To do
1/ From the flamed cheese thread, reproduce verbatim the passage from "## jkath (Jul" to "would love. Thanks.".
2/ In the flamed cheese thread, why does JoAnn L. intend to try the recipe? Respond in one to three sentences.

Page excerpt
# Flamed Cheese



## AriesGirl71 (Jul 15, 2006)

This recipe I got when I was a teen from our Pastor's daughter. She had made it for new years eve one year and I loved it and have had it since. It is yummy.. 

FLAMED CHEESE   
1 # hamburger
1 # very hot sausage
1/2 green pepper, chopped fine
1.2 onion, chopped fine
1 large can refried beans( DO NOT cook before u put in pan)
3 pgks of monterry jack with jalepeno peppers cheese,NOT SHREDDED. 
1 pkg taco seasoning

Brown hamburger, sausage, onion and peppers together in a pan. Add taco seasoning. Spread beans on bottom of a 9x13 pan. Spread meat and veggies over the beans. Slice cheese into very thin slices and place on top of meat and veggies. Bake at 350 degrees for 30 minutes. Serve with tortilla chips and sour cream.


----------



## Half Baked (Jul 17, 2006)

This is right up Mr Half Baked's alley.  Thank you for the recipe.


----------



## jkath (Jul 17, 2006)

Oh Yum!
Thanks aries!!


----------



## JoAnn L. (Jul 17, 2006)

I will be trying this recipe for sure. Sounds like something my kids would love. Thanks.


----------



## AriesGirl71 (Jul 17, 2006)

You all are very welcome. Let me know when u try it and how u liked it. I love it!!!


----------

Information provided
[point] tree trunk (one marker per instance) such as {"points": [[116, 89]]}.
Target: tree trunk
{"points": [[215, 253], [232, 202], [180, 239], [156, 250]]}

Task results
1/
## jkath (Jul 17, 2006)

Oh Yum!
Thanks aries!!


----------



## JoAnn L. (Jul 17, 2006)

I will be trying this recipe for sure. Sounds like something my kids would love. Thanks.

2/ JoAnn L. intends to try it because the recipe sounds like something JoAnn L.'s kids would love.